● **What you are asked to do**: Copy nothing from the entries below except the lines from the one containing "white cloud ->" through the one containing "road marking ->", and copy those exactly.

● **Input**:
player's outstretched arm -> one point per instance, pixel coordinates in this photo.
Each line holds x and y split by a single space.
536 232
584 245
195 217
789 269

...

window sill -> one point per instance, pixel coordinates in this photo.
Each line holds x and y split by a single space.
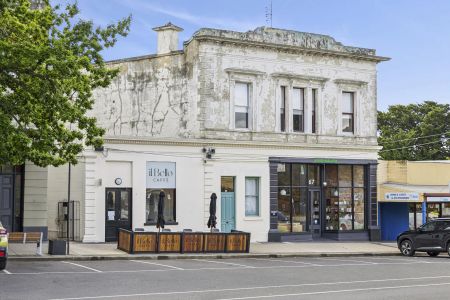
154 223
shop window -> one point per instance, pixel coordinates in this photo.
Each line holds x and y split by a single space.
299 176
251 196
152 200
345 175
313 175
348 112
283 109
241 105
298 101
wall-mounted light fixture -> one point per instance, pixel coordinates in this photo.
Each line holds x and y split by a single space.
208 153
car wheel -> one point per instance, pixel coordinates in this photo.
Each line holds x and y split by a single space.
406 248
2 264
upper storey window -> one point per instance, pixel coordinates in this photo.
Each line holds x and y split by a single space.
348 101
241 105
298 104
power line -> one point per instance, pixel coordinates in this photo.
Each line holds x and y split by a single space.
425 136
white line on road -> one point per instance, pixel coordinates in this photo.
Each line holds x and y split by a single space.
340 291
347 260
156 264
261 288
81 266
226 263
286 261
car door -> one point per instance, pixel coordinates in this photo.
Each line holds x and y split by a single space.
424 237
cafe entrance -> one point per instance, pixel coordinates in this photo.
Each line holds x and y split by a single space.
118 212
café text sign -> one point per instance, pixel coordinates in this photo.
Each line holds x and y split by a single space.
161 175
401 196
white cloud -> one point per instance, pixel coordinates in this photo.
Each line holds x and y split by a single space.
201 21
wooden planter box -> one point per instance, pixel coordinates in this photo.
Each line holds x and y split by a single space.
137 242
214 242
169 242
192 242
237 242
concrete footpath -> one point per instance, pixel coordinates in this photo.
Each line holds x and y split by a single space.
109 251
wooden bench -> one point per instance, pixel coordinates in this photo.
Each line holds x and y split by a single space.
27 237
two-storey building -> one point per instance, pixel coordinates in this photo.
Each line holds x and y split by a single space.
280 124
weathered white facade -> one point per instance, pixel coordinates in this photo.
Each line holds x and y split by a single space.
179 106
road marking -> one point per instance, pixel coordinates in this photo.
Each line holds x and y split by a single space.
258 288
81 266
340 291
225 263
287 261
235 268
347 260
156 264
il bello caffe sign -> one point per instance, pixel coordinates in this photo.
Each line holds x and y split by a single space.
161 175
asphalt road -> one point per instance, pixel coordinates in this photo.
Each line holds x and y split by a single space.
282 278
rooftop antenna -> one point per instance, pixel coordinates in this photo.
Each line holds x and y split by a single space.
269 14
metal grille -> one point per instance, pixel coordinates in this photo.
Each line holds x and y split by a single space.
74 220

--

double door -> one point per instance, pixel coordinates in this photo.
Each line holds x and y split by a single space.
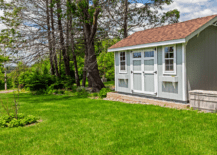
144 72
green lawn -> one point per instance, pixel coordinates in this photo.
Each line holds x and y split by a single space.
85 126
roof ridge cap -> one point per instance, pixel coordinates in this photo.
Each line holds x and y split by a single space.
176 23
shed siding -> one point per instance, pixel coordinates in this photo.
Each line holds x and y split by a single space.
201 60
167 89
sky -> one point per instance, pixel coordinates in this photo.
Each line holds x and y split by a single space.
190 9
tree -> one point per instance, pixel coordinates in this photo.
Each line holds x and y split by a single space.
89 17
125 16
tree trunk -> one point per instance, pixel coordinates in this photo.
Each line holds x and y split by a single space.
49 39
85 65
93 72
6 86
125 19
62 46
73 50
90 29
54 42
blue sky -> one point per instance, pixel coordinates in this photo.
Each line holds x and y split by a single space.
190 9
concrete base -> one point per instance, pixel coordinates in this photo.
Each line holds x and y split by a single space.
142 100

● **Exercise answer**:
white cloud -> one point per instance, pixel coordinates in this photo.
Each line holds x and y split by a single space.
201 21
wooden planter box -> one point per instance, pixel coordinates in this photo.
Each line holds x and y split by a single space.
137 242
214 242
169 242
192 242
237 242
concrete footpath -> one point per instance, pixel coordinates in this photo.
Each line holds x and y split by a single space.
109 251
wooden bench -> one point per instance, pixel coordinates in this photo.
Each line holds x and y split by a single space.
27 237
two-storey building -> one point per instance, pixel coordinates in this photo.
Each line holds x and y split by a single space.
280 124
weathered white facade -> one point per instance, pixel coordinates in this photo.
Each line holds x and y split by a single space.
179 106
road marking -> one point per instance, pixel coordinates in this photo.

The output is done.